> **Given task 1**
According to the travel forum excerpt, which hotel did the writer stay at in Versailles?

The French roads were good and almost completely empty until we were within a few miles of Paris. We drove around the inner ring and out to Versailles. We got a bit lost, but eventually found signs and made it. I had been to Versailles a couple years ago, so once I was in town I knew where to go.

We stayed at Hotel Cheval Rouge. It is a nice little place right by the market and a five-minute walk to the palace. It has parking in a locked courtyard and our room was right above the car. We went to eat at a little place down the street called Café XXL. They had a special on mussels, which was great.

Picture 1 - Prinz Hotel
Picture 2 - Rothenburg
Picture 3 - Leaving Rothenburg
Picture 4 - Hit top speed...


----------



## Ryan2006 (Sep 19, 2005)

*Day 17 - Friday, January 6, 2006*

We got up fairly early so we could see the Versailles market and get to the Palace of Versailles before the crowds hit. The market was a good experience. Everyone was buying their food for the day at different stands and it all looked so good. What variety they have!

After that we checked out of the hotel and went to the palace. I had been before, but just around the outside. This time we got a guided tour, which I highly recommend. It not only included the guided tour of rooms you could only see that way, but also included the self-guided tour. The rooms are really something to see. After the tours of the inside we went for about a two-hour walk through the gardens. They are huge and impressive.

After Versailles we drove to our hotel in La Defense, just outside Paris. It is a business area, so it is very quiet on the weekend. I got a good rate at the renaissance because of this. After we checked in, we walked around La Defense and found a supermarket. We were getting a little sick of eating out, so we thought some local food would be good. In the mall we found a WalMart type store that was crazy with shoppers. There was a huge variety of food. We got some baguettes, cheese, sausage and wine. After dinner we went into town to take some night photographs. We saw the Eiffel Tower and the Arc de Triomphe.

Picture 1 - The gardens at Versailles
Picture 2 - Arc de Triomphe
Picture 3 - Eiffel Tower


----------



## Ryan2006 (Sep 19, 2005)

> **Extracted records**
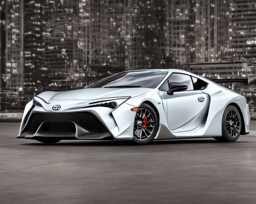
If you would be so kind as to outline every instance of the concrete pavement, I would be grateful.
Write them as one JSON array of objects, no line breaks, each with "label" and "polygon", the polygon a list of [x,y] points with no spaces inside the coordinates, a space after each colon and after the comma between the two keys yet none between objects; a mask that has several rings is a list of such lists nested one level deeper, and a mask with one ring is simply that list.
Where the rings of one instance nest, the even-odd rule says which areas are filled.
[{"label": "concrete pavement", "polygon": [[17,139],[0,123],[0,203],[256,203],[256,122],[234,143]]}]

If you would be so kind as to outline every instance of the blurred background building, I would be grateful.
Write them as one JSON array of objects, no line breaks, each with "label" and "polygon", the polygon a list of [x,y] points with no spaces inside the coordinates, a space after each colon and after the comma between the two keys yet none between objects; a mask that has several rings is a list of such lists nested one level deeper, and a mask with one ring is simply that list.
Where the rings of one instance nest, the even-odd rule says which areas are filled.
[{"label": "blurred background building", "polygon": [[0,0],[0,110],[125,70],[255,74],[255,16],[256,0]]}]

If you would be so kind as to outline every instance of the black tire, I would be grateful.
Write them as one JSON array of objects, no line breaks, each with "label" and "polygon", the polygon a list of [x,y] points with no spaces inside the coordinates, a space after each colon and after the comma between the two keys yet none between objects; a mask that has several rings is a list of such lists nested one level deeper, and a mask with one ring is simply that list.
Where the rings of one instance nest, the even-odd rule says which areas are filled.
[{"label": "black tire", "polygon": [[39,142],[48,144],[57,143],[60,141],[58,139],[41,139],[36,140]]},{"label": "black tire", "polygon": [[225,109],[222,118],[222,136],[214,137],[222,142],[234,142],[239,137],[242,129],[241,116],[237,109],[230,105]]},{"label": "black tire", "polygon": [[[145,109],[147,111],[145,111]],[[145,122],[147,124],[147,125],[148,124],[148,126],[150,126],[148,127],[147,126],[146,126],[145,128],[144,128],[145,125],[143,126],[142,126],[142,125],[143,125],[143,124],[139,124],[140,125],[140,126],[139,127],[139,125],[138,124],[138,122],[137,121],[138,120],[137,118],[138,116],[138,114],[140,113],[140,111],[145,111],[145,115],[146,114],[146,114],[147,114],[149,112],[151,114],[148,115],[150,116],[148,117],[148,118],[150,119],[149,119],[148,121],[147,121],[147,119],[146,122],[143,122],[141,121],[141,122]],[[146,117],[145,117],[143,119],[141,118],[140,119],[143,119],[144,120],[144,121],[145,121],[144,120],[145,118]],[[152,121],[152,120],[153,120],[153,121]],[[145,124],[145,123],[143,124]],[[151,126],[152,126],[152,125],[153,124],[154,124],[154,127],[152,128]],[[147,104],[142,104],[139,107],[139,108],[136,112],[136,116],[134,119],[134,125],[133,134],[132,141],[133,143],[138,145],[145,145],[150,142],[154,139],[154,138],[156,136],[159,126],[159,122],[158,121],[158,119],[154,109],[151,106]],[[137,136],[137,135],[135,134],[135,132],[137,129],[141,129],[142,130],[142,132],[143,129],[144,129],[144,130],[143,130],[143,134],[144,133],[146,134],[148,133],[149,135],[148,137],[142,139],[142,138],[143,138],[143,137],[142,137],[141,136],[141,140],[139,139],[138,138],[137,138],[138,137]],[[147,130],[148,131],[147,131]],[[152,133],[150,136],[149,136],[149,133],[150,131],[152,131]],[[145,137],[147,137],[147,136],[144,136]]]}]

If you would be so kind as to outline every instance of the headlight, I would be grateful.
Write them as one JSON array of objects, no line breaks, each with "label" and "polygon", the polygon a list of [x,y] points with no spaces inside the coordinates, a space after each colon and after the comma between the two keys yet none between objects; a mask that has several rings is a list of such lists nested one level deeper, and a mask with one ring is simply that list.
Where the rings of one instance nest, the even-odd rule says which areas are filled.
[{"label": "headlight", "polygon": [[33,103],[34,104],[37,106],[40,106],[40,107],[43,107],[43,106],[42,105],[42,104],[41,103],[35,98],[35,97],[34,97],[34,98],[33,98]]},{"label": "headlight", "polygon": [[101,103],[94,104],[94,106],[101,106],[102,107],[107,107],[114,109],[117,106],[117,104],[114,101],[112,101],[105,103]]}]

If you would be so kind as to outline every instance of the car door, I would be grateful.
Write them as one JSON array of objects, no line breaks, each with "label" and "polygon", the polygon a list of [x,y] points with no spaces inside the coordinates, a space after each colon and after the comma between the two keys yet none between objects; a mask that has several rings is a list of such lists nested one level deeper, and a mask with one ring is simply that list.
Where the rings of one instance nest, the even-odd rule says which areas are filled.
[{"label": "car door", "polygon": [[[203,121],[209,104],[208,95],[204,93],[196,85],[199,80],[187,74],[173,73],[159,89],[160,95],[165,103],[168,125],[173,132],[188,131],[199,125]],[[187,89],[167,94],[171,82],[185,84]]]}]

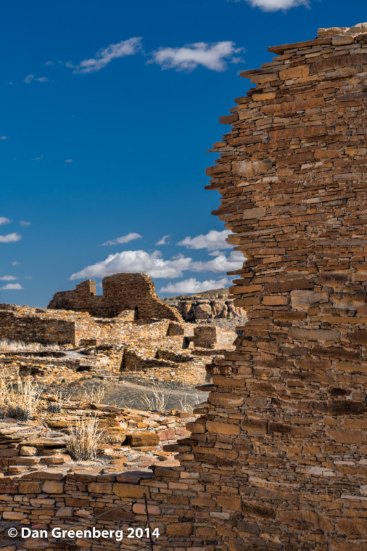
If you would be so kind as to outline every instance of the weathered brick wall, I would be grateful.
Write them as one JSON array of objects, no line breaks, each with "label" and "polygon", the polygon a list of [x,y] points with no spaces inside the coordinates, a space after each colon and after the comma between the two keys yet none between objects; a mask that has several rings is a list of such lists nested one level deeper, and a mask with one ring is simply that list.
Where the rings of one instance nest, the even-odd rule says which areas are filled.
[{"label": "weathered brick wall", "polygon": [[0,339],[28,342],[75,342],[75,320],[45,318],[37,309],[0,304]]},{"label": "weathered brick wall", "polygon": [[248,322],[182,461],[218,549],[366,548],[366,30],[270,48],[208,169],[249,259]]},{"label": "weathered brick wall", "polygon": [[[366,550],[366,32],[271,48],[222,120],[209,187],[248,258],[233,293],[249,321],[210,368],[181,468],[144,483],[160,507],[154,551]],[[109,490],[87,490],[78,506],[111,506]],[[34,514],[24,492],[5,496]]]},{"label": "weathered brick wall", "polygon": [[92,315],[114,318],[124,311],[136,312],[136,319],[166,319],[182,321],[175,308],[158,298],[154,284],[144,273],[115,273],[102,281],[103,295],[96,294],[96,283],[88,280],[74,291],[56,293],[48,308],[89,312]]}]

> **Given task 2**
Convert the rows into a JSON list of strings, one string per line, with blank lines and picture markers omitted. Begin at the line in the rows that contains "door, I would be grateful." and continue through the last line of the rows.

> **Task answer 1**
Hotel Cheval Rouge.

> **Task answer 2**
[
  "If you would be so kind as to outline every instance of the car door, I would be grateful.",
  "Write them as one JSON array of objects, no line breaks, each with \"label\" and \"polygon\", the polygon a list of [x,y] points with no spaces inside the coordinates, a space after each colon and after the comma between the two keys yet none between objects; a mask that has several rings is a list of such lists nested one level deeper, and a mask with one ring is simply that list.",
  "Where the rings of one instance nest, the even-odd rule says which areas are filled.",
  "[{\"label\": \"car door\", \"polygon\": [[[203,121],[209,104],[208,95],[204,93],[196,85],[199,80],[187,74],[173,73],[159,89],[160,95],[165,103],[168,125],[173,132],[188,131],[199,125]],[[187,89],[167,94],[171,82],[185,84]]]}]",
  "If you would be so kind as to outline every instance of the weathered brick wall, I would be grateful.",
  "Write them as one JSON array of objects, no line breaks, each with \"label\" and \"polygon\", the polygon a list of [x,y] points with no spaces inside the coordinates, a space after each colon and after the comma between the two keys yet none between objects; a mask that has several rings is a list of such lists nested one level deeper, and a mask with one ring is simply that list.",
  "Where the rings of one instance nest, the even-odd rule says which areas are filled.",
  "[{\"label\": \"weathered brick wall\", \"polygon\": [[0,339],[28,342],[75,342],[75,320],[45,318],[37,309],[0,304]]},{\"label\": \"weathered brick wall\", \"polygon\": [[248,322],[182,461],[218,549],[366,548],[366,30],[270,48],[208,169],[249,259]]},{\"label\": \"weathered brick wall\", \"polygon\": [[[366,550],[366,32],[271,48],[222,120],[209,187],[248,258],[233,293],[249,321],[210,368],[181,468],[144,483],[160,507],[154,551]],[[109,490],[87,490],[78,506],[111,506]],[[34,514],[24,492],[5,496]]]},{\"label\": \"weathered brick wall\", \"polygon\": [[92,315],[114,318],[124,311],[136,312],[136,319],[166,319],[182,321],[175,308],[158,298],[154,284],[144,273],[115,273],[102,281],[103,295],[96,294],[96,283],[88,280],[74,291],[56,293],[48,308],[89,312]]}]"
]